> **What is needed**
Copy out the entries below precisely; nothing is to be omitted.

******************************

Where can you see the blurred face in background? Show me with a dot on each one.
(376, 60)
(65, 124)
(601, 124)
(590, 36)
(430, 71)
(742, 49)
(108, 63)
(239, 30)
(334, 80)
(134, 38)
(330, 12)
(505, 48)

******************************

> **Answer**
Where can you see the blurred face in background? Show me with a dot on each one.
(376, 60)
(65, 124)
(601, 124)
(590, 36)
(430, 71)
(742, 49)
(108, 63)
(239, 30)
(334, 80)
(134, 38)
(330, 12)
(505, 48)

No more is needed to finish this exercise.